BEGIN PAGE EXCERPT

Preparing highly skilled graduates
The plant sciences building would not only benefit those involved in commercial agriculture and biosciences; it would also benefit students.
Lommel said the state-of-the-art building would give students the chance to develop a deep knowledge of their particular plant sciences discipline while learning how to interact effectively with scientists and engineers whose expertise in other disciplines complement theirs.
The building wouldn’t house departments but rather teams of scientists from multiple departments and disciplines who can work together to tackle big challenges.
“The aspiration of this entire project is to do innovative plant sciences research and provide a new kind of student – an interdisciplinary kind of student that’s very marketable, that’s very skilled and that has a deep understanding of a particular discipline but can speak the language in other interdisciplinary areas,” Lommel said.
The building would have state-of-the-art labs, collaborative spaces and greenhouses, as well as spaces for seminars and classes. Right now, there’s a stark gap in plant sciences infrastructure at NC State. A new plant sciences facility hasn’t been built since the 1950s.
Modernizing state agricultural laboratories
Passage of Connect NC would help close that gap. It would help advance NCDA&CS’s work, as well.
The $94 million NCDA&CS laboratory facility proposed in the bond package would replace five labs that are an average of more than 40 years old. According to department communication director Brian Long, the facilities “struggle with inadequate ventilation, climate control, the capacity to expand within limited space and the ability to utilize advance testing equipment.”
The new lab, to be located on Reedy Creek Road in Raleigh, would include a Veterinary Diagnostic Laboratory providing tests required for international and domestic shipment of poultry and livestock and serving as the state’s first line of defense for identifying a foreign animal disease or bioterrorism agent.
A Food and Drug Protection Laboratory would also be part of the complex. The state’s sole food safety and defense testing lab, it will be one of only five labs in the nation internationally accredited for chemical and biological testing. “This benefits our residents, because it allows federal partners like the FDA and USDA to accept our data, which can speed up decisions pertaining to the safety of food and animal feed,” Long said.
Other components of the proposed laboratory would handle pesticide tests, motor fuels analysis and precision testing of devices used in commerce.
Toward statewide prosperity
Creating modern infrastructure to support a thriving global economic workforce and a rapidly growing population is Connect NC’s goal. And it’s a goal that can be achieved without raising taxes, according to Gov. Pat McCrory’s office.

END PAGE EXCERPT
BEGIN DATA TO EXAMINE

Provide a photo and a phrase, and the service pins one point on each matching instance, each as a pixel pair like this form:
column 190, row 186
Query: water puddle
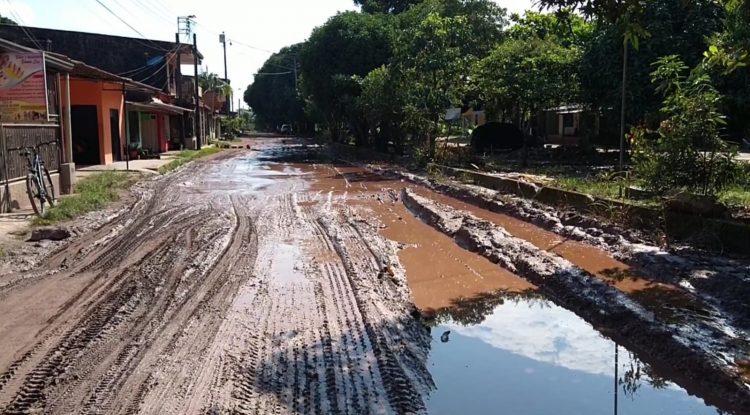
column 524, row 355
column 440, row 273
column 286, row 264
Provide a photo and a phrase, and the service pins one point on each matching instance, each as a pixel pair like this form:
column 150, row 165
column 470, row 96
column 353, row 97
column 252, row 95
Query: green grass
column 186, row 156
column 93, row 193
column 590, row 185
column 736, row 195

END DATA TO EXAMINE

_ASSIGNMENT 1_: According to the Connect NC excerpt, what facilities would the plant sciences building have?
_ASSIGNMENT 2_: Can you retype everything in the Connect NC excerpt from "The $94 million" down to "or bioterrorism agent."?

_WRITTEN RESPONSE 1_:
- State-of-the-art labs
- Collaborative spaces
- Greenhouses
- Spaces for seminars and classes

_WRITTEN RESPONSE 2_:
The $94 million NCDA&CS laboratory facility proposed in the bond package would replace five labs that are an average of more than 40 years old. According to department communication director Brian Long, the facilities “struggle with inadequate ventilation, climate control, the capacity to expand within limited space and the ability to utilize advance testing equipment.”
The new lab, to be located on Reedy Creek Road in Raleigh, would include a Veterinary Diagnostic Laboratory providing tests required for international and domestic shipment of poultry and livestock and serving as the state’s first line of defense for identifying a foreign animal disease or bioterrorism agent.